_Your task:_ Only an exact repetition of the lines from the one that holds "of the window" to the end of the records is wanted.
>>
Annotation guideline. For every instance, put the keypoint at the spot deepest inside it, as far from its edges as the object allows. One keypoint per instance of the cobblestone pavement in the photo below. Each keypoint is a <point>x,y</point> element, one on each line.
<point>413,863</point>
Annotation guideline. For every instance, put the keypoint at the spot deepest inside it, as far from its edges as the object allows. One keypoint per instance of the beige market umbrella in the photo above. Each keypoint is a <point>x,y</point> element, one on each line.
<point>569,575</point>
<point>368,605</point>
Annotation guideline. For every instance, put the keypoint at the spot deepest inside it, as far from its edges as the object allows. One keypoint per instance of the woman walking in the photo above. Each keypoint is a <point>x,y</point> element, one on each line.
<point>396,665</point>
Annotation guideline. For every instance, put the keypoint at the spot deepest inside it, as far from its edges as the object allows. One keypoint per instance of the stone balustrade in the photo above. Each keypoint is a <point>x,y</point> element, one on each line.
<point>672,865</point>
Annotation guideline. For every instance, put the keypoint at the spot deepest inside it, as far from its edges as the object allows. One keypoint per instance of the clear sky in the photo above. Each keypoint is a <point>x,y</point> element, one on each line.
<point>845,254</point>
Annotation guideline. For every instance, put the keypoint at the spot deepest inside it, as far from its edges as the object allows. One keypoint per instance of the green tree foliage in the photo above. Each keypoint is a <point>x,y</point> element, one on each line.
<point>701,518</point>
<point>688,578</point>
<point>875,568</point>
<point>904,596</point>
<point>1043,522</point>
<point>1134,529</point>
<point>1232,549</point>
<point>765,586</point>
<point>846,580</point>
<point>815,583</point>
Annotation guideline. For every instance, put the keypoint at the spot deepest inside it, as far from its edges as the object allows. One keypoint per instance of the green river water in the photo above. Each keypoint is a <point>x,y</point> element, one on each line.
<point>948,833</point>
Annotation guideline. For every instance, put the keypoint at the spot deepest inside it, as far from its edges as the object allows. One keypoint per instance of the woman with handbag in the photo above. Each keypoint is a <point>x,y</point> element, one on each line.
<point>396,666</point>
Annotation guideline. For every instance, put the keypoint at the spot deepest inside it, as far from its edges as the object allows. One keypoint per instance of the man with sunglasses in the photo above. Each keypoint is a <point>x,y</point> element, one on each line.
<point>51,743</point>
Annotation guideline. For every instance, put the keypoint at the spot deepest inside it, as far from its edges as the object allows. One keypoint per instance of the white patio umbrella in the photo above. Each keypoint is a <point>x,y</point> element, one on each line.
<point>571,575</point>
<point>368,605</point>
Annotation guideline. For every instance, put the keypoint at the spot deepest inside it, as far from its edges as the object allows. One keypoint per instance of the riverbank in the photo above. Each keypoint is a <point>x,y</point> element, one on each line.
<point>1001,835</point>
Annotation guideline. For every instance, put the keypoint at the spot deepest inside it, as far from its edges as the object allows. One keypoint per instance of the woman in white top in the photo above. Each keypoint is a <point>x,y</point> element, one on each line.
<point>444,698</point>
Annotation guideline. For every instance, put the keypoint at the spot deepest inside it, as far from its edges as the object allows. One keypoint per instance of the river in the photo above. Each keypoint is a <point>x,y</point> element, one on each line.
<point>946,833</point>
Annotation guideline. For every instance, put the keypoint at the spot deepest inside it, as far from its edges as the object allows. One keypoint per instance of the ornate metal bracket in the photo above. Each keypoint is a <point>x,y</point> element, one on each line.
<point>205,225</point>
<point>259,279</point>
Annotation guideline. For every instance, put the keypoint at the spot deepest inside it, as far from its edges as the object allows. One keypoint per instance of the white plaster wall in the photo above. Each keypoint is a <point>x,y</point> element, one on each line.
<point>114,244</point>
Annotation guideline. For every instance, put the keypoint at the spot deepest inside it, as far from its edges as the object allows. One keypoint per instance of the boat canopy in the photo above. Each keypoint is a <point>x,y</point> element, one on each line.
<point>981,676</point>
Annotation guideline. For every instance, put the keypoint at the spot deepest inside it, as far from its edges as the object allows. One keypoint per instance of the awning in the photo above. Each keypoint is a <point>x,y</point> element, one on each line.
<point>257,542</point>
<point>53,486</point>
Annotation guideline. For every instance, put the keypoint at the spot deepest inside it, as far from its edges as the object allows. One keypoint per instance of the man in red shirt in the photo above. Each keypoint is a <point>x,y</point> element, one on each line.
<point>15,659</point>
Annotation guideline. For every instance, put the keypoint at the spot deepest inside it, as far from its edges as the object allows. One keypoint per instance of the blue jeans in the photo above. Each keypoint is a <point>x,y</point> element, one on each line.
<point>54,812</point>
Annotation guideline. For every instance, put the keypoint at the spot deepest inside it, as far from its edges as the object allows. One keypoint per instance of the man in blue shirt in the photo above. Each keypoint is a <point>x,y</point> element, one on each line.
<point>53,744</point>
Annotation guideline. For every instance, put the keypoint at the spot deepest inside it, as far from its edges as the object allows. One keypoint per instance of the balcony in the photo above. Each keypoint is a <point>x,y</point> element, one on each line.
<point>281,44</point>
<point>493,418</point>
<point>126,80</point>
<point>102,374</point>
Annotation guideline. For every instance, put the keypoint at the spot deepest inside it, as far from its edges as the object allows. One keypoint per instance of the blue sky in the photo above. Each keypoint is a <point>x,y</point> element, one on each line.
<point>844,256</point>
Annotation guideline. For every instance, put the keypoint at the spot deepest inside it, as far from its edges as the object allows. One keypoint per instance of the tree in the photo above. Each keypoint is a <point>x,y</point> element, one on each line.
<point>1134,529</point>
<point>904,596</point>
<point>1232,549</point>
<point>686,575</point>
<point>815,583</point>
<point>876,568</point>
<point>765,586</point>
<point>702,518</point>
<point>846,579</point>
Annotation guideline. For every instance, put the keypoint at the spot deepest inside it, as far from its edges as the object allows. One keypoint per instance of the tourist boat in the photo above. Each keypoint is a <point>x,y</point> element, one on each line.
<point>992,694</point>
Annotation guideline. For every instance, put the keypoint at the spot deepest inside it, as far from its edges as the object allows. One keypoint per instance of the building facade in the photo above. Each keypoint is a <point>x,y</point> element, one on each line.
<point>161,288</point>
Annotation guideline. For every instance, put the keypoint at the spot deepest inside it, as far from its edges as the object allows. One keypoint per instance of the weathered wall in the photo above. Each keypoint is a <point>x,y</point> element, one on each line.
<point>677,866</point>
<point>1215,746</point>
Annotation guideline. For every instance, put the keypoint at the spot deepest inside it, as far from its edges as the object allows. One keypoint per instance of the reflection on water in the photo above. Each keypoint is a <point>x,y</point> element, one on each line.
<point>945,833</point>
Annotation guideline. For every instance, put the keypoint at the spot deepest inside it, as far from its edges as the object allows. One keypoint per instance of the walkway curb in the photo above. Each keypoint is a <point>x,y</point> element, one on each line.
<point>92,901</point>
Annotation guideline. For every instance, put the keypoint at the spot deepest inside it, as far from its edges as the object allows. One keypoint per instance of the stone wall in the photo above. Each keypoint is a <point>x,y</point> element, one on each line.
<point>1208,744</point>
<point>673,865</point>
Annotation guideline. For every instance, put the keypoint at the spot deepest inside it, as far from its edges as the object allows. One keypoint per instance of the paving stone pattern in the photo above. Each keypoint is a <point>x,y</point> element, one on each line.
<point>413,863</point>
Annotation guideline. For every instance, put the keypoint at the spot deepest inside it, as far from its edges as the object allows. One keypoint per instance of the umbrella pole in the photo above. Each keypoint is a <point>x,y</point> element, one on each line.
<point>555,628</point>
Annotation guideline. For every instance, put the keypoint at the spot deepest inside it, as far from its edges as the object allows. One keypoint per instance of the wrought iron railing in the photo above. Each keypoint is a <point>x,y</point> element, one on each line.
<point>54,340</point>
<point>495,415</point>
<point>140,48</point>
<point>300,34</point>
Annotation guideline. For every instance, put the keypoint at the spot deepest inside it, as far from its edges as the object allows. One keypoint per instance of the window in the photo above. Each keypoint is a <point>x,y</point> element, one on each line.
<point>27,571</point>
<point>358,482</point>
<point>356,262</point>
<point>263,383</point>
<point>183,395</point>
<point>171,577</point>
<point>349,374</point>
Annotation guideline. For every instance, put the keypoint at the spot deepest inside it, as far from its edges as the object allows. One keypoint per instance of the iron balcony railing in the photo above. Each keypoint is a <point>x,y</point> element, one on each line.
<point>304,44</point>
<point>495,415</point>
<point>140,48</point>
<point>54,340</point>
<<
_Exercise response:_
Annotation guideline. For every instance, put the keypoint at the spot deepest inside it, as far from its edges as the object allows. One keypoint per instance of the window in the photo above. Each keypoint is a <point>x,y</point> element, one on each line.
<point>27,571</point>
<point>358,482</point>
<point>356,262</point>
<point>263,383</point>
<point>183,395</point>
<point>171,577</point>
<point>349,374</point>
Annotation guideline. For every instance, put the keypoint at the spot deepest inside it, as far from its edges as the object allows. One keypoint per instance of the iron balcony railing in the photo above. Each keypoint is a <point>x,y</point> element, one on each line.
<point>304,44</point>
<point>495,415</point>
<point>140,48</point>
<point>54,340</point>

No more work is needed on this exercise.